▶ [Activity A] List every patient count that appears in the carotid stenting report, with what each number refers to.
▶ [Activity B] Write the next paragraph of the carotid stenting report, picking up right after its final sentence.

▶ [Provided passage]
★ ★ ★ ★

Report from SIR: Diabetics fare well in carotid stenting trial
High-risk diabetic patients who underwent carotid stenting had far fewer heart attacks and significantly fewer major adverse events at one-year follow-up than those who underwent carotid endarterectomy to prevent stroke, according to data presented Friday at the Society of Interventional Radiology meeting in Phoenix.
Out of 310 high-risk patients randomized to either stenting with embolic protection or carotid endarterectomy in the Stenting and Angioplasty with Protection in Patients at High Risk for Endarterectomy (SAPPHIRE) Trial, 86 were diabetic (42 received stents, 44 had endarterectomies).

★ ★ ★ ★

[Saved data entries]

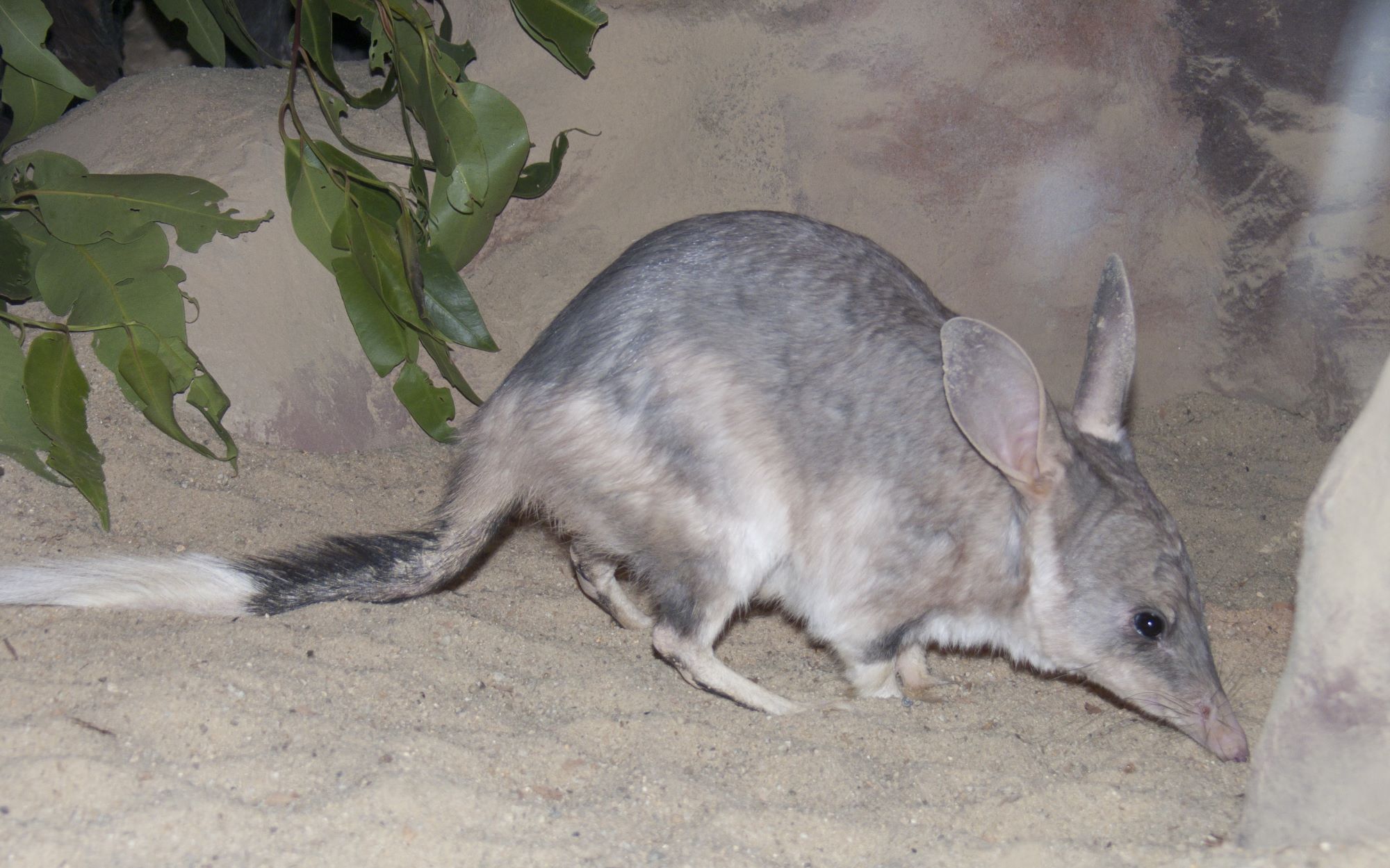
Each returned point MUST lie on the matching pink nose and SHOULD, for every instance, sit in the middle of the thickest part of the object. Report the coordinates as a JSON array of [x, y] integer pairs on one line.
[[1221, 732]]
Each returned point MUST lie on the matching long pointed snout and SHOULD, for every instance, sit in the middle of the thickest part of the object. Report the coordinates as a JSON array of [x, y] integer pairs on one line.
[[1213, 723]]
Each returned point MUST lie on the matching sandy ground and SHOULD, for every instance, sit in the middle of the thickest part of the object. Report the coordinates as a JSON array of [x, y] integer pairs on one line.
[[511, 722]]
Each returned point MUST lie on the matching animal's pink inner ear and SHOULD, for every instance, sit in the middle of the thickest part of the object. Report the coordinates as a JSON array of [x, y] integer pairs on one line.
[[995, 395]]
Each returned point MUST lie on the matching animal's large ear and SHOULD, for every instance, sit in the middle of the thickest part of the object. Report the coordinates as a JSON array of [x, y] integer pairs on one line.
[[997, 400], [1110, 358]]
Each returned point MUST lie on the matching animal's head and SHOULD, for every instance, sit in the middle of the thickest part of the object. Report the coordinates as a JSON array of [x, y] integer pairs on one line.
[[1113, 594]]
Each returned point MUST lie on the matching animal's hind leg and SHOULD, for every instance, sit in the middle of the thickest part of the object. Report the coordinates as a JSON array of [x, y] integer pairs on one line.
[[913, 671], [690, 647], [600, 583]]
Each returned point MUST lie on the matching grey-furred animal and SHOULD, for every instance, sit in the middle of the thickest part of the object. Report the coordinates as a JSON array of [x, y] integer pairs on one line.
[[762, 408]]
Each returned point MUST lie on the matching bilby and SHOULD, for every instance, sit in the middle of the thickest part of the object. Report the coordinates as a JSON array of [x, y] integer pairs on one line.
[[758, 407]]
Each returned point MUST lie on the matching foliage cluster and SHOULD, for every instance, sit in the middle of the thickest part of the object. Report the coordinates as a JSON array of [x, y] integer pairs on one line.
[[85, 252]]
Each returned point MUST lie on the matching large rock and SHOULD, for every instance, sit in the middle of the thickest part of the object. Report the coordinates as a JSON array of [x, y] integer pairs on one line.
[[1323, 764], [1001, 149]]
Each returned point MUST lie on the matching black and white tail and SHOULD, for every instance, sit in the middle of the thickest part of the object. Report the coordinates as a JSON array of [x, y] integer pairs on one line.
[[375, 568]]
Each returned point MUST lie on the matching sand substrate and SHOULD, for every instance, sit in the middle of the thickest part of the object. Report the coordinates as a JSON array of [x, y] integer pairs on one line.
[[511, 722]]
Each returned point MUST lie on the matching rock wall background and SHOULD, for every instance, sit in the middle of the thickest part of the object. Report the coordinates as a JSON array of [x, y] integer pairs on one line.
[[1234, 154]]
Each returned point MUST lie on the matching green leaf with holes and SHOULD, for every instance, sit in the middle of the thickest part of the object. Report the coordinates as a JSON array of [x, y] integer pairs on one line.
[[35, 104], [430, 405], [58, 393], [20, 439], [88, 208], [24, 26], [565, 28]]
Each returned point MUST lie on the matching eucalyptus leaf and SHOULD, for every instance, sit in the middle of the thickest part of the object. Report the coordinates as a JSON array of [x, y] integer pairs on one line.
[[88, 208], [24, 26], [38, 167], [230, 22], [152, 382], [204, 33], [35, 104], [112, 284], [565, 28], [209, 400], [315, 202], [440, 352], [376, 249], [316, 22], [16, 279], [58, 393], [450, 305], [37, 240], [459, 234], [452, 130], [20, 439], [382, 336], [539, 179], [430, 405]]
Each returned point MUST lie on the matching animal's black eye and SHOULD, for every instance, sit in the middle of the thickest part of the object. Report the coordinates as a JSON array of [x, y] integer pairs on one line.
[[1150, 625]]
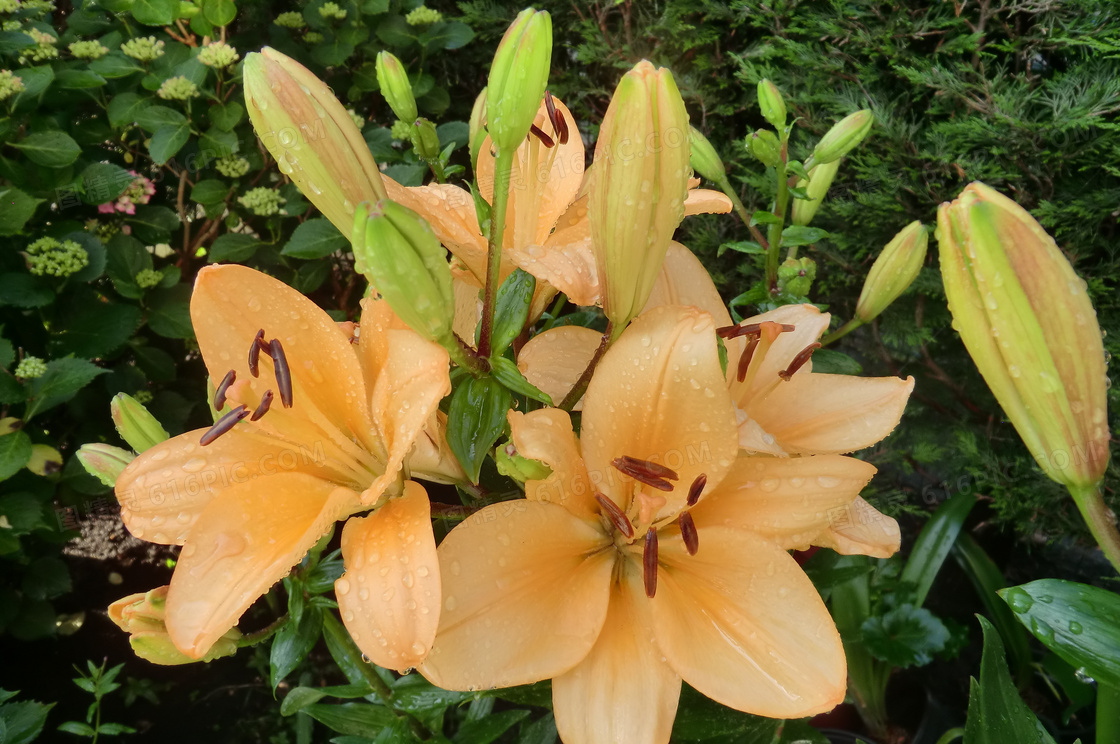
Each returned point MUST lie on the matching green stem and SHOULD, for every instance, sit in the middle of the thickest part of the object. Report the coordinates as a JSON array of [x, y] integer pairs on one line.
[[503, 164], [841, 332]]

★ ★ ★ ★

▶ [Answer area A]
- 310: high-risk patients randomized in the SAPPHIRE Trial
- 86: diabetic patients among them
- 42: diabetic patients who received stents
- 44: diabetic patients who had endarterectomies

▶ [Answer area B]
The 30-day major adverse event rate, which included death, any stroke, or myocardial infarction, was 4.8% for stenting and 22.7% for carotid endarterectomy. The findings were statistically significant, said Dr. Mark H. Wholey, chair of the Pittsburgh Vascular Institute at the University of Pittsburgh Medical Institute.
The one-year major adverse event rate was 16.7% for stenting versus 31.8% for endarterectomy. Incidence of major ipsilateral stroke at 30 days was 2.4% for stenting versus 6.8% for CEA, and at one year, 2.4% for stenteng versus 11.4% for surgery.
At one year, researchers found significant differences for stenting over CEA for rates of myocardial infraction (2.4% vs. 18.2%), major bleeding (4.8% vs. 20.5%), and major adverse events without non-neurologic death (4.8% vs. 25%).
"We thought the initial SAPPHIRE results were exciting. However, these new data from the high-risk diabetic subset shows even more dramatically that stenting is safer than surgery," Wholey said.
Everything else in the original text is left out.